PAGE EXCERPT:
****

My son’s friends are excluding him and saying he is boring. What can he do to change their minds?
My teenage son, who I’ll call Justin, just started high school last fall. He recently told me one of his friends there told him he was “hecka boring.” He was really hurt, and I feel terrible on his behalf. He is friends with the popular set in his class, but he says they have started excluding him from their parties and most other get-togethers. Justin seems like a great young man to me, so I don’t understand what is putting them off. How can he get through this and keep his friend group?
Feeling bad for my son
Dr. Barbara Greenberg replies:
Thank you for your bravery and for reaching out to me on your son’s behalf. Rest assured that you are not the first parent I’ve talked with about this issue.
Boring may mean many things. Since he recently started high school, it may be part of a new behavior. Perhaps he is affecting an indifference he doesn’t feel to fit in with the popular crowd. Let’s agree, though, that popularity is not the goal here. Sadly, popular is often synonymous with exclusionary. That is what I have seen in my practice for over 30 years. Many children suffer from being treated poorly by so-called popular kids.
It is possible that this crowd perceives Justin as boring because he does not want to go along with activities that he considers unkind, such as picking on less popular students. If, upon further conversation with him, this turns out to be the case, he is better off without these friends. He might want to explore sports or activities like drama or the school newspaper to help find a sense of belonging (and better friends).

****

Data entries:

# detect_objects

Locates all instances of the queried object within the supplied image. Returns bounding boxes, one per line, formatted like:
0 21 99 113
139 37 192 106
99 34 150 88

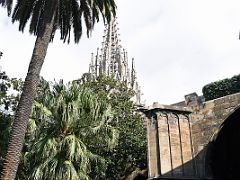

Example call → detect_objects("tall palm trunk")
1 7 55 180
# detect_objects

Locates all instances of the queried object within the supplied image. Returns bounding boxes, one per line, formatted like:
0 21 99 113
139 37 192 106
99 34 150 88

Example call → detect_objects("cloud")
0 0 240 104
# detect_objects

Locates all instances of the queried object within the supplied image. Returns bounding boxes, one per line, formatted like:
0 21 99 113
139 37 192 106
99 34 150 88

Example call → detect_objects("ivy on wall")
202 74 240 101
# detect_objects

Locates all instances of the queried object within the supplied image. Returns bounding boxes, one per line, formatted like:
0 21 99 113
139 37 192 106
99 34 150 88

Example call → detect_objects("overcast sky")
0 0 240 104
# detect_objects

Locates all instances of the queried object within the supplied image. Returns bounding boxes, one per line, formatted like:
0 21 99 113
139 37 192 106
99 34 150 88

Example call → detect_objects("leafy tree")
0 71 22 174
20 81 118 180
80 73 147 179
0 0 115 180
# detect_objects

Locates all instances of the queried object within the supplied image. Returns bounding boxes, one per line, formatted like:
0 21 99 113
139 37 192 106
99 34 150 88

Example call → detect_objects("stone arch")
205 106 240 180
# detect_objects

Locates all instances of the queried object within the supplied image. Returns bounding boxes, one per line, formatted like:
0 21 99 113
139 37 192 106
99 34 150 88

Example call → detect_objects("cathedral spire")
89 18 140 104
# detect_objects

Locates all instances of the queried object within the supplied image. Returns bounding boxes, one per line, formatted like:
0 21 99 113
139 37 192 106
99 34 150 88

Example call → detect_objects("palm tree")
24 82 118 180
0 0 116 180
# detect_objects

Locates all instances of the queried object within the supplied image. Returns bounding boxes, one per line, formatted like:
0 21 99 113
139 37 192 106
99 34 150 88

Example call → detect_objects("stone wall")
141 93 240 179
190 93 240 177
144 104 195 178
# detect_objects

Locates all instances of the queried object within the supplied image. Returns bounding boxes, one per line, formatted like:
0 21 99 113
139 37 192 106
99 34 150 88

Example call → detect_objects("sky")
0 0 240 105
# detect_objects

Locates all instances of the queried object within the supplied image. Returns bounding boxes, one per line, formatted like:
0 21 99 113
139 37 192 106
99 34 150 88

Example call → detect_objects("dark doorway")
209 108 240 180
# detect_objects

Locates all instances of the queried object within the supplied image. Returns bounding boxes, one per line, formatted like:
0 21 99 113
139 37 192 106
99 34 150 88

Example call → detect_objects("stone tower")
89 18 141 105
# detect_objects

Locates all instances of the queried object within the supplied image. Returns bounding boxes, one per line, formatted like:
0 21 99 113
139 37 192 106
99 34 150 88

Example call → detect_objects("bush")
202 74 240 101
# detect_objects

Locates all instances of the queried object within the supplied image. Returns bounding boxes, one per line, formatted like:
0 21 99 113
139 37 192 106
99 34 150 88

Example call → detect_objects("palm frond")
0 0 13 16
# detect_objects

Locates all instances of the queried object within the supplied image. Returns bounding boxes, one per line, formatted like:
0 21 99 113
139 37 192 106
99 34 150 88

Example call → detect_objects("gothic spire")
89 18 141 104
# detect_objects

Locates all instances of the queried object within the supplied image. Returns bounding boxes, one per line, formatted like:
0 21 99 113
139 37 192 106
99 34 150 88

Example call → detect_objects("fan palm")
25 83 118 180
0 0 116 180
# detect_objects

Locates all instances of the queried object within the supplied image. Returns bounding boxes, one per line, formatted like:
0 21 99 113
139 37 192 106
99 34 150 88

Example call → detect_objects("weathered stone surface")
144 93 240 179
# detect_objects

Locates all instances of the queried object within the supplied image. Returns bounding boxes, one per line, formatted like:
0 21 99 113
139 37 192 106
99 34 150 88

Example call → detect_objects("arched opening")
209 107 240 180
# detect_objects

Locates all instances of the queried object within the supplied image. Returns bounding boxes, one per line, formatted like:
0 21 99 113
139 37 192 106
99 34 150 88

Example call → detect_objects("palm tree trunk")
1 9 55 180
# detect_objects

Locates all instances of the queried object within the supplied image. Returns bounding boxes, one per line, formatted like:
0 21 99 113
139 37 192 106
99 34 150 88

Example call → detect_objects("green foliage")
0 0 116 43
0 74 146 180
0 71 22 171
23 80 118 180
81 74 147 179
202 75 240 101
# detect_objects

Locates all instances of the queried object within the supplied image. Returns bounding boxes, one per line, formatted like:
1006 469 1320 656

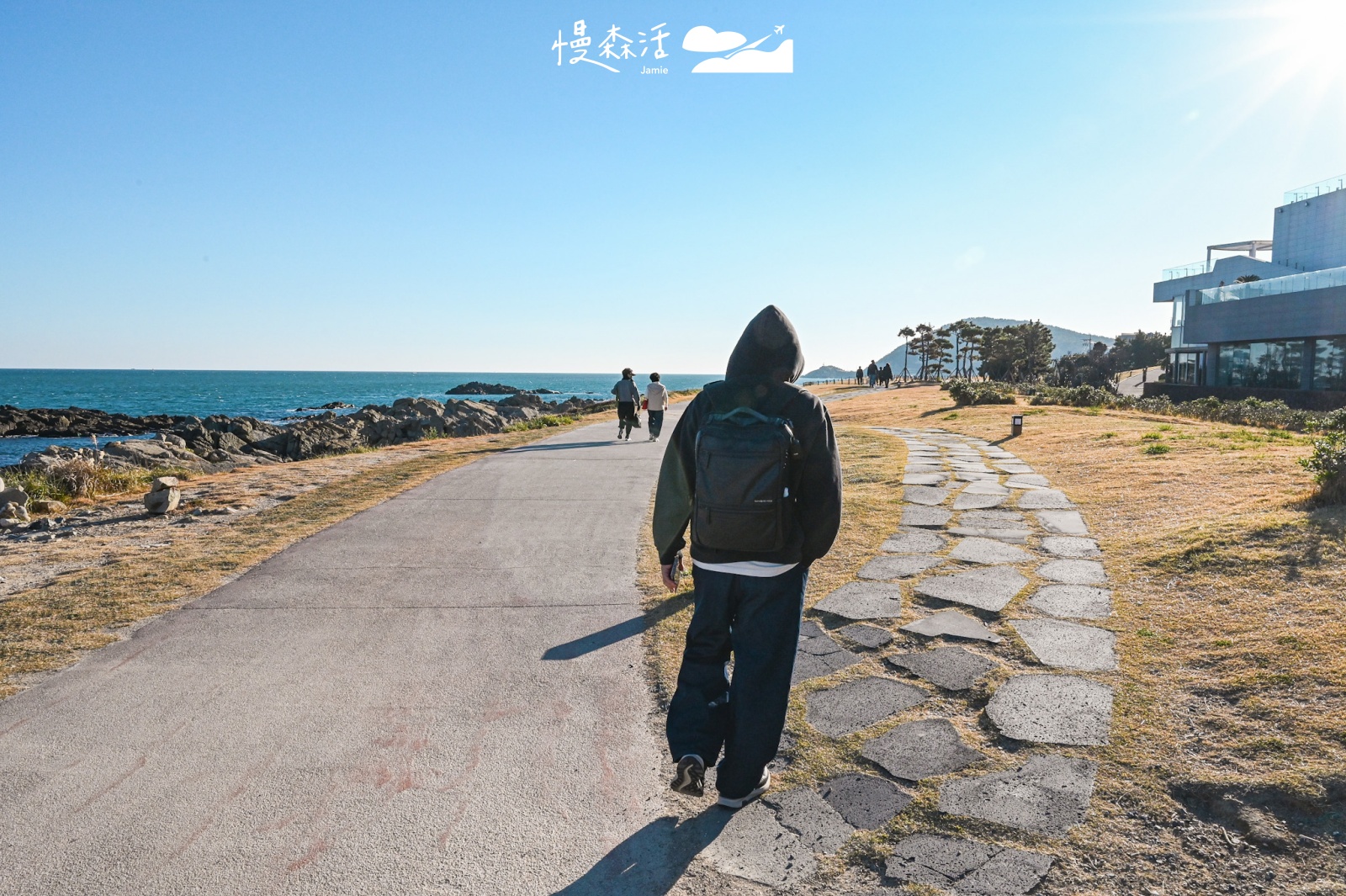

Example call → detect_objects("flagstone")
902 485 949 507
805 676 930 737
884 834 1055 896
887 647 1000 690
953 491 1005 510
940 755 1099 837
987 674 1112 747
879 530 949 554
1011 619 1117 671
1034 510 1089 535
860 718 987 780
949 537 1032 564
819 773 913 830
766 787 855 854
1041 535 1102 557
915 566 1028 612
700 802 819 888
1038 559 1108 586
1019 488 1074 510
900 609 1004 644
813 581 902 619
1028 586 1112 619
856 554 944 581
902 507 953 528
949 526 1032 545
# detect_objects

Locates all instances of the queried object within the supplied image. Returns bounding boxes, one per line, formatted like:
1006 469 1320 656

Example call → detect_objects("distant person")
612 368 641 442
644 374 669 442
654 305 841 809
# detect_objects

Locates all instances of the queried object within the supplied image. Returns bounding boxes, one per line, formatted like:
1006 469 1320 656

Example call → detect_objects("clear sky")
0 0 1346 371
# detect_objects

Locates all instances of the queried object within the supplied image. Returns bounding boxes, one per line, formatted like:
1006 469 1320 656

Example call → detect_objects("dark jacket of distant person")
654 305 841 564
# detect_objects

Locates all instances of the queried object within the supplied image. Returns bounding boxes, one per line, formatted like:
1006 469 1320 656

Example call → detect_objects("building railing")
1281 175 1346 206
1200 268 1346 305
1164 258 1213 280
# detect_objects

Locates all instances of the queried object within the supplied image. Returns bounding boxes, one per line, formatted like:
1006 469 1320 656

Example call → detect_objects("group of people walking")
612 368 669 442
855 361 893 389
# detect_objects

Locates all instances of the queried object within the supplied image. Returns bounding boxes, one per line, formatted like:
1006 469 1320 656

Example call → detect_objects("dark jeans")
668 564 809 799
617 401 635 438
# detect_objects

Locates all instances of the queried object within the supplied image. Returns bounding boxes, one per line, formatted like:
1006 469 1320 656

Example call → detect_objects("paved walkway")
1117 368 1164 398
0 413 678 896
705 429 1117 896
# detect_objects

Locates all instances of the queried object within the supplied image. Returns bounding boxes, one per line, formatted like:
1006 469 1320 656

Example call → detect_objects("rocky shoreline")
0 391 612 472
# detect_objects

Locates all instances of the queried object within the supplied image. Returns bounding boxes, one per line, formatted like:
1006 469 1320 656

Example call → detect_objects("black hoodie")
654 305 841 564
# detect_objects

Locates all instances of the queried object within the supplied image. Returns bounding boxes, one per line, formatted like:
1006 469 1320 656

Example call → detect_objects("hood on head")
724 305 803 382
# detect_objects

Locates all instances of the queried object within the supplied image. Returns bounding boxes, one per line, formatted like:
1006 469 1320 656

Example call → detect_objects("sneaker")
669 753 705 797
716 771 771 809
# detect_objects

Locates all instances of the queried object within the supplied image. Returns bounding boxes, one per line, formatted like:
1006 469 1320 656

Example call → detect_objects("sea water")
0 370 720 467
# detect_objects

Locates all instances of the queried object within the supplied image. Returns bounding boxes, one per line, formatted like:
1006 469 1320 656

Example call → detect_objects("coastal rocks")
29 498 69 514
0 501 29 523
144 476 182 517
444 379 523 395
0 405 186 438
0 488 29 507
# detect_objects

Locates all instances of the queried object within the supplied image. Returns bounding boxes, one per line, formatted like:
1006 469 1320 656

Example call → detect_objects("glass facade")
1314 337 1346 391
1213 339 1304 389
1168 351 1202 386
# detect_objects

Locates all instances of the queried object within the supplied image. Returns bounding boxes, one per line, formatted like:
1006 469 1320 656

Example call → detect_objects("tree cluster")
1052 331 1168 386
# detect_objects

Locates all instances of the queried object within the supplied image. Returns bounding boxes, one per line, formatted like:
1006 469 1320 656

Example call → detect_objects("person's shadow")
554 806 734 896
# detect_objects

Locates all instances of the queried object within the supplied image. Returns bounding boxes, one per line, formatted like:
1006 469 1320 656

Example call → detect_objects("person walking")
644 373 669 442
612 368 641 442
653 305 841 809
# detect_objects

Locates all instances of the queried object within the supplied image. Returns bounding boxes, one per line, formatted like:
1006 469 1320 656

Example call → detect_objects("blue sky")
0 0 1346 371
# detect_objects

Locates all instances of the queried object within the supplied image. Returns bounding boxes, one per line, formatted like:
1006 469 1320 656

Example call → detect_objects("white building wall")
1270 189 1346 270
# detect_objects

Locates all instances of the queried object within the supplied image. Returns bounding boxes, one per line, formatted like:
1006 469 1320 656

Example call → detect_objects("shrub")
4 458 191 501
1299 431 1346 505
505 415 579 432
947 379 1015 406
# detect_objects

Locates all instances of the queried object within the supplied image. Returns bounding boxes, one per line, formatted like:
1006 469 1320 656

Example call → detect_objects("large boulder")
29 498 69 514
144 476 182 517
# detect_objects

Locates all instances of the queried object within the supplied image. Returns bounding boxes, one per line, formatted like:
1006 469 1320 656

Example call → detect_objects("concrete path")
0 415 683 896
1117 368 1164 398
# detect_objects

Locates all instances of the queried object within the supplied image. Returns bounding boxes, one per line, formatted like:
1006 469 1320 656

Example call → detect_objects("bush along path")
707 429 1117 896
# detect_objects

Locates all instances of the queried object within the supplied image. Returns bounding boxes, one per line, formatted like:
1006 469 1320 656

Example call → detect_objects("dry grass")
642 386 1346 894
0 417 601 698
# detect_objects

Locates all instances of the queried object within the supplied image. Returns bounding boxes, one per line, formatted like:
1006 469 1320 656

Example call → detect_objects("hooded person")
654 305 841 809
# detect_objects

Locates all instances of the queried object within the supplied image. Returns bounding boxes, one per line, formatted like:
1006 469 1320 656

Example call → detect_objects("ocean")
0 368 723 467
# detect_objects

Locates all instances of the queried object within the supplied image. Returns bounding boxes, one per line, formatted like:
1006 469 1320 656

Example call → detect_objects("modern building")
1146 175 1346 406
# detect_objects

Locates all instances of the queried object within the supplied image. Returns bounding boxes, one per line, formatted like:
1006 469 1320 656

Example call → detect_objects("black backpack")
692 408 799 553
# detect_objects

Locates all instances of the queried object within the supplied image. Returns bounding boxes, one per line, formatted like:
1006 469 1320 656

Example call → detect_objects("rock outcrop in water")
8 393 611 472
0 405 190 438
444 379 523 395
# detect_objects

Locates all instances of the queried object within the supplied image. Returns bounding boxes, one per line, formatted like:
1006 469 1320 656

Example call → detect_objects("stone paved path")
708 429 1117 896
0 408 678 896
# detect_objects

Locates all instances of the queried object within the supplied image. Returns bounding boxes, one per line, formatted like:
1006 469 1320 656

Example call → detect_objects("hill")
866 317 1113 371
799 364 855 379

****

GOAL OF THE EXERCISE: Extract everything in the advice column from "My son’s friends" down to "his friend group?", copying it word for word.

WRITTEN ANSWER:
My son’s friends are excluding him and saying he is boring. What can he do to change their minds?
My teenage son, who I’ll call Justin, just started high school last fall. He recently told me one of his friends there told him he was “hecka boring.” He was really hurt, and I feel terrible on his behalf. He is friends with the popular set in his class, but he says they have started excluding him from their parties and most other get-togethers. Justin seems like a great young man to me, so I don’t understand what is putting them off. How can he get through this and keep his friend group?